• Brief: Repeat the material below word for word and leave out all pictures.

• Supplied material:
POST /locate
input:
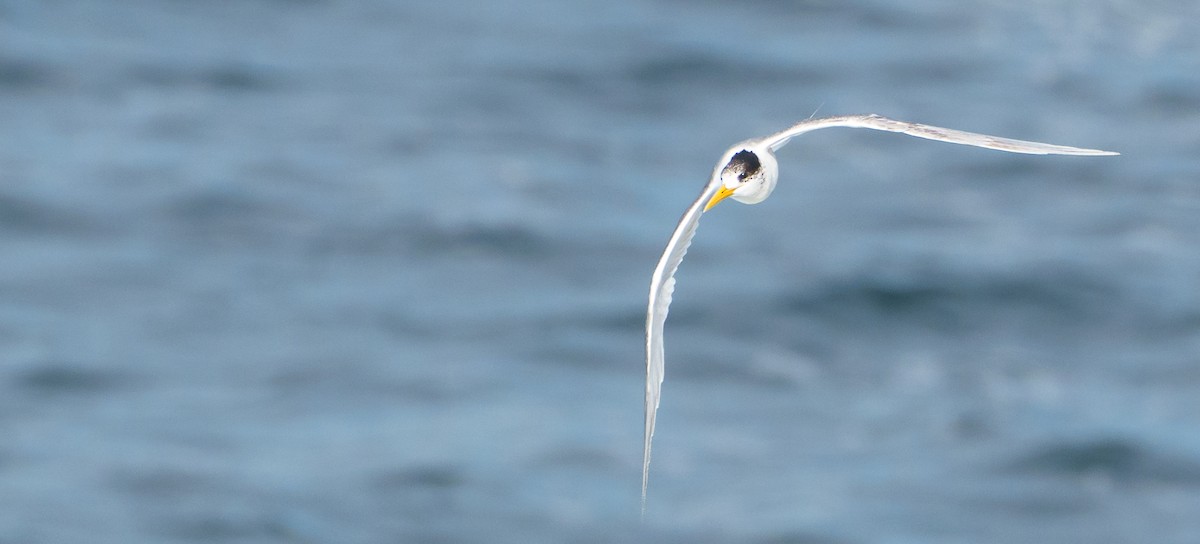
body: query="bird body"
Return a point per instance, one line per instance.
(748, 173)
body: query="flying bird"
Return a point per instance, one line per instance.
(748, 173)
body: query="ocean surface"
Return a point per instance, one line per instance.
(333, 272)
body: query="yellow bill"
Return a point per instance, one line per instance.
(721, 193)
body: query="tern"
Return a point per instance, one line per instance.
(748, 173)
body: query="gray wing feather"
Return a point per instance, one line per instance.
(661, 287)
(663, 281)
(928, 132)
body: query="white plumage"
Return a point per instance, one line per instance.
(748, 173)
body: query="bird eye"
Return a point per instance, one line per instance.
(745, 163)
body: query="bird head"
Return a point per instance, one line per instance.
(748, 173)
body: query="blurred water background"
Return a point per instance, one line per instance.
(331, 272)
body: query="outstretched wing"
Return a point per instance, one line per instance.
(663, 281)
(661, 286)
(928, 132)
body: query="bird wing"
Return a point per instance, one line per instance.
(661, 286)
(663, 281)
(928, 132)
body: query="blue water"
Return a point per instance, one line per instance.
(376, 272)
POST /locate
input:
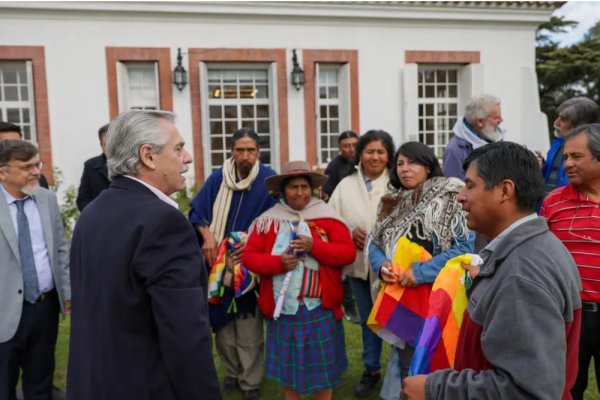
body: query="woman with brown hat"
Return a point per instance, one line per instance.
(299, 247)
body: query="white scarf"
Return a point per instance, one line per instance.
(222, 202)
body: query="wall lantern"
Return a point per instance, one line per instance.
(297, 72)
(179, 73)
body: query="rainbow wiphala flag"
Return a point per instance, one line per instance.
(241, 280)
(426, 317)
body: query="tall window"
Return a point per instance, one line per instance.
(330, 116)
(238, 98)
(438, 98)
(138, 86)
(16, 96)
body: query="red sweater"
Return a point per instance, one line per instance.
(332, 256)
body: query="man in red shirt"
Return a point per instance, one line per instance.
(573, 214)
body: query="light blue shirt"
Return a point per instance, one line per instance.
(38, 242)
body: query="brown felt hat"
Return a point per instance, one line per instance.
(291, 169)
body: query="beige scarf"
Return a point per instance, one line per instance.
(222, 203)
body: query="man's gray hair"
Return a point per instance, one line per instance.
(579, 111)
(479, 107)
(593, 133)
(127, 133)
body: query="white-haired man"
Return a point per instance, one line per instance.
(140, 327)
(479, 126)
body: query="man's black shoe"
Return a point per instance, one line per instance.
(229, 385)
(253, 394)
(367, 382)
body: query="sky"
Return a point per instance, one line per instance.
(587, 13)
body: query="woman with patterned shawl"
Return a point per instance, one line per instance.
(298, 247)
(424, 208)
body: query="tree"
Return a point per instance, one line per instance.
(565, 72)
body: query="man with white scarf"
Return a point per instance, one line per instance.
(479, 126)
(231, 198)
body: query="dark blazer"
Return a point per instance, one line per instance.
(93, 180)
(139, 321)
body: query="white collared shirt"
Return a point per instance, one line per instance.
(157, 192)
(38, 242)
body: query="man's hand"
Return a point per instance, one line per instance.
(236, 256)
(359, 235)
(209, 247)
(67, 307)
(473, 270)
(413, 388)
(407, 279)
(288, 262)
(302, 244)
(386, 274)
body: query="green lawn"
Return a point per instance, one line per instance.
(270, 390)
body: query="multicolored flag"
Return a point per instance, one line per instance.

• Answer to this problem:
POST /locate
input:
body: query="bird body"
Return a point per instance, one line per instance.
(748, 173)
body: query="flying bird"
Return a point per instance, one line per instance.
(748, 173)
body: query="ocean surface"
Return a point per instance, one line per instance.
(333, 272)
body: query="yellow bill"
Return a point per instance, one line per instance.
(721, 193)
body: query="tern"
Return a point per instance, one line per instance.
(748, 173)
body: query="gray wing feather"
Return a point per instance, one line per instance.
(661, 287)
(663, 281)
(928, 132)
body: query="white plumage"
Return a point per instance, one line per instance.
(748, 173)
body: query="bird eye"
Return a point per instance, one line per instance.
(745, 163)
body: query="bird head"
Return a point per instance, one line per instance.
(748, 173)
body: query="blurred water background"
Return a point per instance, one line per instance.
(331, 272)
body: query="outstretched wing"
Return a point per instance, one line per instance.
(663, 281)
(661, 286)
(928, 132)
body: query="bird wing"
Return a point per instance, one line per instance.
(661, 286)
(663, 281)
(928, 132)
body: query="blue water"
Return a point per instance, one line per instance.
(376, 272)
POST /locate
input:
body: query="woman with brown hat"
Return a point per instance, one line per instance.
(299, 247)
body: query="white scarf"
Return a point per instance, one line per instance.
(222, 202)
body: query="wall lantern"
Return a point per instance, one line per instance.
(297, 72)
(179, 73)
body: query="rainbow wiphala flag"
Return a point per instance, one line per instance.
(241, 280)
(426, 317)
body: query="tall window"
Return a point per instance, one line per instance.
(330, 116)
(238, 98)
(438, 98)
(138, 86)
(16, 96)
body: query="red sweater"
Return a point per instance, one line per instance.
(332, 256)
body: query="man in red shirt"
Return a point per instance, one line per instance.
(573, 214)
body: query="light blue shirt"
Return a point per instance, one line per instance.
(38, 242)
body: query="brown felt hat"
Return a point per instance, one line per instance.
(291, 169)
body: query="beige scarf"
Return a point per instance, one line per instance.
(222, 203)
body: query="man's gray hair"
Return a point per instance, one line per instance.
(579, 111)
(479, 107)
(593, 133)
(127, 133)
body: query="white-haired man"
Return a point per instance, one line per instance.
(140, 327)
(479, 126)
body: query="man's black shoe"
Return a point per instance, one line per instance.
(229, 385)
(253, 394)
(367, 382)
body: query="sky"
Return a point per instance, one line per instance.
(587, 13)
body: query="woman with patterned shawl"
Return a point per instance, one line per instance.
(298, 247)
(424, 208)
body: query="tree"
Return a point per instance, one line per instance.
(565, 72)
body: query="man with white scarf"
Return a point per instance, one line per instance.
(479, 126)
(231, 198)
body: query="dark blazer"
Return a point per instance, one line per instance.
(93, 180)
(139, 321)
body: query="white collared shirt"
Return a point per instance, one line per instance.
(157, 192)
(38, 242)
body: query="man's hand"
Return a point per instance, one line per instance.
(236, 256)
(359, 235)
(209, 247)
(67, 307)
(473, 270)
(413, 388)
(407, 279)
(288, 262)
(302, 244)
(386, 274)
body: query="green lawn"
Return a point per instance, one line per instance.
(270, 390)
body: query="multicolored flag"
Return a point per instance, one line per instance.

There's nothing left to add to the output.